> [PROBLEM DESCRIPTION]:
In the listing below, start at the line that has "Task: locate the stairs" and stop after the line that has "pixel 171 45". Can you write those lines out again with "marker" replaced by "point" and everything else kept the same?
───── AVAILABLE RECORDS ─────
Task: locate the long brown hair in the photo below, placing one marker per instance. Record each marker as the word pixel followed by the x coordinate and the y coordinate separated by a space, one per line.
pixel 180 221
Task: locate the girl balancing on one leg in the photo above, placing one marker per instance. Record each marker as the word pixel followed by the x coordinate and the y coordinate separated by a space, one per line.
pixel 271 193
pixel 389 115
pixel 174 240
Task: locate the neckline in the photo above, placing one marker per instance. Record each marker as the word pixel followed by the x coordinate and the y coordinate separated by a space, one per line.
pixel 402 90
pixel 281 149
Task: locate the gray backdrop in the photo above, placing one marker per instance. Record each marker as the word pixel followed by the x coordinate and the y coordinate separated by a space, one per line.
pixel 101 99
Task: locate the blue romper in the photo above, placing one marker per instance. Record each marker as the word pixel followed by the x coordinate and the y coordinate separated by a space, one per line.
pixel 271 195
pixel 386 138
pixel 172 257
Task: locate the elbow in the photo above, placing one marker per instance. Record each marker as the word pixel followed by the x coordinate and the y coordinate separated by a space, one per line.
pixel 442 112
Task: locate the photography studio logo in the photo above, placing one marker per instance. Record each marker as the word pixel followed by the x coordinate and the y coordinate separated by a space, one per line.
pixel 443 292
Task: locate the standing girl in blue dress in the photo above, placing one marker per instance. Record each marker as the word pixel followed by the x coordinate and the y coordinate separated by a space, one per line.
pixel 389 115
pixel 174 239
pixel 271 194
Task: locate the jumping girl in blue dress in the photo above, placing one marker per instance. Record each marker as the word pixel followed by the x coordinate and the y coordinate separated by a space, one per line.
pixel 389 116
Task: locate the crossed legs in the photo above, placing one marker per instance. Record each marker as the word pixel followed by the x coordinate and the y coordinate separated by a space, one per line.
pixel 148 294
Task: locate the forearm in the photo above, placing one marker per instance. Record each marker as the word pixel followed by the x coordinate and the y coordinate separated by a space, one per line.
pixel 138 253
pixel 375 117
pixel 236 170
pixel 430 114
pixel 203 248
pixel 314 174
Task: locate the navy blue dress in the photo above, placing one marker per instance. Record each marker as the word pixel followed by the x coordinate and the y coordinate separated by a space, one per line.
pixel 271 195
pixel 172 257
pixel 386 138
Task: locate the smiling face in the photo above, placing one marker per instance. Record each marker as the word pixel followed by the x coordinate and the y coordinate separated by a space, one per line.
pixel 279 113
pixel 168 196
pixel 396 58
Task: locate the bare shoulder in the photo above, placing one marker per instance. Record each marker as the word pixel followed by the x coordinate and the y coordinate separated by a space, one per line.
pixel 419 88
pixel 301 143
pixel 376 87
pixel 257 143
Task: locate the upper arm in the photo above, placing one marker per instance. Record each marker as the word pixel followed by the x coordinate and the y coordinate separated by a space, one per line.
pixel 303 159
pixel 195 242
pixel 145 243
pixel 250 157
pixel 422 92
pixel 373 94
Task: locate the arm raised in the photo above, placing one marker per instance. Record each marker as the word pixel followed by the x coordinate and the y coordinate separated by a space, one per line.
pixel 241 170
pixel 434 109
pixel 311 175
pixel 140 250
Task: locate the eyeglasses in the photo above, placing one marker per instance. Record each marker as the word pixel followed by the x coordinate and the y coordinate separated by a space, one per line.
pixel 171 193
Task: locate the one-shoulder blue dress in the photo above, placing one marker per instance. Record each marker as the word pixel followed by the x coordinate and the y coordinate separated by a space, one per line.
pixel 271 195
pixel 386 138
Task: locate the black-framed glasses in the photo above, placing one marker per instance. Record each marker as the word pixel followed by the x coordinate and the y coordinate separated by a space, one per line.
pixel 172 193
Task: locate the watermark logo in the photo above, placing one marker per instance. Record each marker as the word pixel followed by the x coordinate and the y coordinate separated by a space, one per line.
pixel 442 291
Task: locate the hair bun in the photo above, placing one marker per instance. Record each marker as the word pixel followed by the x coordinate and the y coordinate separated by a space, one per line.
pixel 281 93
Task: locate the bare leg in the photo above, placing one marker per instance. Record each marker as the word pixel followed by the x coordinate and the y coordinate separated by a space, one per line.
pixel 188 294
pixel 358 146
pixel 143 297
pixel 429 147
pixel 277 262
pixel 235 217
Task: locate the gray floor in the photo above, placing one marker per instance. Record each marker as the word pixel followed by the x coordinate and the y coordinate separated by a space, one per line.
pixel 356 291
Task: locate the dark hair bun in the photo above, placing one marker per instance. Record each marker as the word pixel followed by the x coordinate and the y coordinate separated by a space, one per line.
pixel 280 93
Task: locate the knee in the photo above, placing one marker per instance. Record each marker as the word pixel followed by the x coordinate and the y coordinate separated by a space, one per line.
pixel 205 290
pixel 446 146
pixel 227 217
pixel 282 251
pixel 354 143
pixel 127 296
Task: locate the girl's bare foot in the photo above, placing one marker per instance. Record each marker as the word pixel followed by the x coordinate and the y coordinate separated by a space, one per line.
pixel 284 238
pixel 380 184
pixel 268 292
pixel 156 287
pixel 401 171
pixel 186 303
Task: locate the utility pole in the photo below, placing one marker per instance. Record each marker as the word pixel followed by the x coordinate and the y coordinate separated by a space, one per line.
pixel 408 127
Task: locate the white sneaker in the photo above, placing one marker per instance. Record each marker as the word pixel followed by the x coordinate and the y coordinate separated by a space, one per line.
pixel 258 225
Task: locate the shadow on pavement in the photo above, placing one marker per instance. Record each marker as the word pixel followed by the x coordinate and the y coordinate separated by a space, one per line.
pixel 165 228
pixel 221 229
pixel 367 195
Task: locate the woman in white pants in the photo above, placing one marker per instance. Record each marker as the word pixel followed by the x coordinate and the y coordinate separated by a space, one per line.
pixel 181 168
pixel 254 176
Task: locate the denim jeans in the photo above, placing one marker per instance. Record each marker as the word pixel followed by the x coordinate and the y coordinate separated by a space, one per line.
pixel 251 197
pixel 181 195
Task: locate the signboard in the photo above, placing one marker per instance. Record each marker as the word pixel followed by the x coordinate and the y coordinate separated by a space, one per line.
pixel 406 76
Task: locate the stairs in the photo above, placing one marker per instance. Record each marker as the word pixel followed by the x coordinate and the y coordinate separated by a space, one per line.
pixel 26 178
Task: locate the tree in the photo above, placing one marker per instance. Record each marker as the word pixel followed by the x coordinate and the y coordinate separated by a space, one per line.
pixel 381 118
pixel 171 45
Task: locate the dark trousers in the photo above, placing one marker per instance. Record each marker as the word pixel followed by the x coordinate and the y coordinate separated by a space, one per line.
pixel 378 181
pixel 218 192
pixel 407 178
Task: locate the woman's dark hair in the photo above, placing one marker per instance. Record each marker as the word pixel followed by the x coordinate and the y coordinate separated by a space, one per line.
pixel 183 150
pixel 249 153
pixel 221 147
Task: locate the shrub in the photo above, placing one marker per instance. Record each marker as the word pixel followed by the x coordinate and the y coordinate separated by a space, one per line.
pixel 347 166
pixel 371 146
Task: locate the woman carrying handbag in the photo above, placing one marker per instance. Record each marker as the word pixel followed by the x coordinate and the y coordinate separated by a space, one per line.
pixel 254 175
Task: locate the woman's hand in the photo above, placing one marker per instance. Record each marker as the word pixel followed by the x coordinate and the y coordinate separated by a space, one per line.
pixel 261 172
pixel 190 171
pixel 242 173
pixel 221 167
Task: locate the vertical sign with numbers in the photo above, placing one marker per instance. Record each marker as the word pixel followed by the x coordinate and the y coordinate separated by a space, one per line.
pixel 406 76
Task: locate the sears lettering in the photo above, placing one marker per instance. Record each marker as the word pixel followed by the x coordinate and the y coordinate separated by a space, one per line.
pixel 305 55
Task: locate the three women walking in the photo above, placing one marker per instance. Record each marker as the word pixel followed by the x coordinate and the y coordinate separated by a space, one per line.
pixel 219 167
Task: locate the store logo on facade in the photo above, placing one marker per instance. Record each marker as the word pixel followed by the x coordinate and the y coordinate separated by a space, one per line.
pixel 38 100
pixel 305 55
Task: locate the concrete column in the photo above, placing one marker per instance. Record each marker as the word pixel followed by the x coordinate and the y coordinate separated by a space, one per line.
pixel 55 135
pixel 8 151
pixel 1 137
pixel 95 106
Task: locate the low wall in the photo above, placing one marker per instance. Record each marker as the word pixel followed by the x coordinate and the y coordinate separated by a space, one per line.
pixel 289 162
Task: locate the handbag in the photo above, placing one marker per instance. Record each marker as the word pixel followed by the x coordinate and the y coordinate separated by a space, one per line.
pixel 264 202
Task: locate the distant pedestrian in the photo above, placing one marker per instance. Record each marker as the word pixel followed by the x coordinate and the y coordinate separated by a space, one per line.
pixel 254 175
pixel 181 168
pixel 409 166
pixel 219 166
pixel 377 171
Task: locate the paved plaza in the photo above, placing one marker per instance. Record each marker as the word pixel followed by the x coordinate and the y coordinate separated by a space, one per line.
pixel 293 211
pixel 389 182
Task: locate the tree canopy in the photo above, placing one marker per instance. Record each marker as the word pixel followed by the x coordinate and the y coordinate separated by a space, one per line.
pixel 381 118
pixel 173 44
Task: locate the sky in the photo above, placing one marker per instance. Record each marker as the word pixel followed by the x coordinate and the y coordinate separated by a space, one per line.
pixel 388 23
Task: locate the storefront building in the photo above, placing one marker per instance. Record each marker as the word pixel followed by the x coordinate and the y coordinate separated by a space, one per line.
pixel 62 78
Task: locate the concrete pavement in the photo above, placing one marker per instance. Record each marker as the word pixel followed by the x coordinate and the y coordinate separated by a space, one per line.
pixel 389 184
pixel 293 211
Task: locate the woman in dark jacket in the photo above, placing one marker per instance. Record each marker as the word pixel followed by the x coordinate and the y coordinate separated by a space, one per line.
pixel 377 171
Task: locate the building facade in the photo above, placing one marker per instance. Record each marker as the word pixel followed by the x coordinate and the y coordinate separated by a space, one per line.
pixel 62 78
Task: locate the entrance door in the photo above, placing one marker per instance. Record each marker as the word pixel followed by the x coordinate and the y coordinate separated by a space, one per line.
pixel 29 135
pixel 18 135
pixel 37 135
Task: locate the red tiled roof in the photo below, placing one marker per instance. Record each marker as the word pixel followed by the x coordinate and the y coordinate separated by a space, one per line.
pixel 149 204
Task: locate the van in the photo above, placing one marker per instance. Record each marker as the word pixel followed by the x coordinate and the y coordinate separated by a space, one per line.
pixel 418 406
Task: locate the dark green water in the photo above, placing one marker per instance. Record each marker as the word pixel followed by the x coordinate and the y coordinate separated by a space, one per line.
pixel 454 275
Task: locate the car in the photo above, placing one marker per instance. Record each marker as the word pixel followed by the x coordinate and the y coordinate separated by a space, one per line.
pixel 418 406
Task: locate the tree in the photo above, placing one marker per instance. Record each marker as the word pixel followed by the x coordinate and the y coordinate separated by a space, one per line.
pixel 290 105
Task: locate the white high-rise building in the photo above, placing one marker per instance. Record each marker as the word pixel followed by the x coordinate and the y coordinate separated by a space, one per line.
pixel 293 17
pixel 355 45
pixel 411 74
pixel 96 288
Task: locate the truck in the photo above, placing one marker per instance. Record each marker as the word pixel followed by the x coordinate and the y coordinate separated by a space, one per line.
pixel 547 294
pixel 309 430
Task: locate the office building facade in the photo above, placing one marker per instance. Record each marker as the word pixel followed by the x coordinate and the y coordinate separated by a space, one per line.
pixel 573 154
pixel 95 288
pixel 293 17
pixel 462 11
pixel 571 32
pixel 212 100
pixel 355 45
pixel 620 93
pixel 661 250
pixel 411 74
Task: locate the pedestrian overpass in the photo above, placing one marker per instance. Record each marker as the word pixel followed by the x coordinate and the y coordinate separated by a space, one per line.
─────
> [RESULT OF THE EXERCISE]:
Task: locate the stairs in the photo above, placing one point per instance. Record each point as the word pixel followed by the x coordinate and the y coordinate separated by a space, one per line.
pixel 26 178
Task: locate the tree in the photo above, placing one point per instance. Record each point as the word pixel followed by the x coordinate and the y coordinate separated by a space, one per line.
pixel 381 118
pixel 171 45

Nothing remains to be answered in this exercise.